[TASK BRIEF] In full and without change, repeat the records shown below.

[Records from a dataset]
----

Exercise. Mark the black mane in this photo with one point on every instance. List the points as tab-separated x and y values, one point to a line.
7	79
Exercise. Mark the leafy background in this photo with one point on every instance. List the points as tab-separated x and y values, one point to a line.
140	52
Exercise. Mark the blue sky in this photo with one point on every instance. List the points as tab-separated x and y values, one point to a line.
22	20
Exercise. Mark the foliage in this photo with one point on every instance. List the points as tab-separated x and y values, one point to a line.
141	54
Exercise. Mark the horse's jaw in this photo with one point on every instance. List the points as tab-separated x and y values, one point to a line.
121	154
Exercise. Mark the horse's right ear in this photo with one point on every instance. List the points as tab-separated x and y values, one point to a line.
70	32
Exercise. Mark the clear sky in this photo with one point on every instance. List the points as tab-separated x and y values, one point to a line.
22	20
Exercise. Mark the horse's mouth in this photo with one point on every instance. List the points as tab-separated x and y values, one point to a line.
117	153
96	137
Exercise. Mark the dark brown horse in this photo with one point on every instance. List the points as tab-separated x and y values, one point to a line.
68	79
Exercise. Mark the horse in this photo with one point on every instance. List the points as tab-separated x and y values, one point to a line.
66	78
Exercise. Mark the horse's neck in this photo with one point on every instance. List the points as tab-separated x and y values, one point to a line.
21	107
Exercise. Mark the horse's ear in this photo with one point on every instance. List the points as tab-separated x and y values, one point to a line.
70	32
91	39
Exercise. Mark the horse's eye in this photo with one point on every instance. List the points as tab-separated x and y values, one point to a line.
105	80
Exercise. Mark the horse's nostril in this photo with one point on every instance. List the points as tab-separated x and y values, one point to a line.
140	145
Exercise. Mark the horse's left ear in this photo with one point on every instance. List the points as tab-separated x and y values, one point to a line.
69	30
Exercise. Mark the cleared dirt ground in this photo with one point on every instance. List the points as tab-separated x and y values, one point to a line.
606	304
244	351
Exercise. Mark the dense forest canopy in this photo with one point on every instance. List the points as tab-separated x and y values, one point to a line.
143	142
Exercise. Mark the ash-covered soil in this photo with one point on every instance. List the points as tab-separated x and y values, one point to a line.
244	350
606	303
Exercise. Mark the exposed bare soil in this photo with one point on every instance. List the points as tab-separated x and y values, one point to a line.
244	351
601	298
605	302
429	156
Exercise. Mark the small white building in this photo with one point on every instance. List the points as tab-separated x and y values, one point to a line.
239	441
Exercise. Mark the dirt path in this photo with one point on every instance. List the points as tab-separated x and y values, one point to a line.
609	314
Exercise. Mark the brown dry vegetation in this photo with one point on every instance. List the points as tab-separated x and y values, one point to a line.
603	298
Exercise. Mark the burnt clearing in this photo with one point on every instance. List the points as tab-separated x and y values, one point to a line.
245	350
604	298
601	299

----

[OUTPUT FOR THIS EXERCISE]
Exercise. Mark the black mane in this photo with one point on every instance. List the points as tab-separated x and y values, one point to a line.
7	79
Exercise. Mark the leafy background in this photo with one point on every instance. List the points as tab-separated x and y values, one point to a line.
140	52
Exercise. Mark the blue sky in this photo with one point on every instance. List the points as tab-separated x and y values, one point to a line.
22	20
Exercise. Mark the foliage in this photo with one point on every instance. List the points as tab-separated x and y values, one point to a line.
141	54
Exercise. Mark the horse's jaw in this photo with one point on every instance. List the points as tab-separated x and y values, one point to a line.
121	154
Exercise. Mark the horse's right ear in this photo with one point on every instance. List the points as tab-separated x and y values, one point to a line.
70	32
Exercise. Mark the clear sky in this photo with one point on every instance. List the points as tab-separated x and y values, one point to a line.
22	20
Exercise. Mark the horse's mouth in this photo with one point on every instance. List the points as tab-separated x and y values, one point to a line.
117	153
96	137
Exercise. Mark the dark brown horse in this photo with one point on every instance. List the points as tab-separated x and y values, one point to a line.
68	79
Exercise. Mark the horse in this photo with one point on every instance. List the points as tab-separated x and y values, one point to a line.
66	78
Exercise. Mark the horse's neck in this photo with one point on every instance. List the points as tab-separated x and y values, one point to a line.
21	107
Exercise. Mark the horse's ear in this photo with one point on every instance. List the points as tab-separated x and y values, one point to a line.
70	32
91	39
Exercise. Mark the horse's eye in this photo with one point on every instance. List the points as tab-separated x and y values, one point to a line.
105	80
Exercise. Mark the horse's nostril in this photo with one point on every instance. List the points as tab-separated x and y values, one point to a line.
140	145
Exercise. Mark the horse's left ear in this photo with one point on every instance. List the points as tab-separated x and y values, one point to a line.
69	30
Exercise. Mark the cleared dirt ground in this photo with one point on every instance. List the points as tab-separated x and y values, one point to a line.
606	304
244	351
Exercise. Mark the dense forest canopy in this photo with one point on every instance. List the points as tab-separated x and y values, one point to a line.
143	142
Exercise. Mark the ash-covered soil in this photo with one point on every instance. List the points as tab-separated x and y values, one point to a line.
244	350
606	303
Exercise. Mark the exposed bare soil in this photo with one point on every instance. List the points as tab-separated x and y values, one point to a line.
244	351
601	298
605	302
429	156
Exercise. Mark the small white building in this photo with one point on every instance. List the points as tab-separated x and y values, one point to a line.
239	441
Exercise. Mark the dirt path in this photo with one point on every instance. List the points as tab-separated x and y values, one point to a line.
609	314
Exercise. Mark the brown dry vegetation in this photo with one point on every instance. List the points as tab-separated x and y values, one point to a line.
603	298
Exercise. Mark the burnt clearing in this photo with one point on every instance. List the points as tab-separated x and y values, one point to a line.
245	350
604	298
601	299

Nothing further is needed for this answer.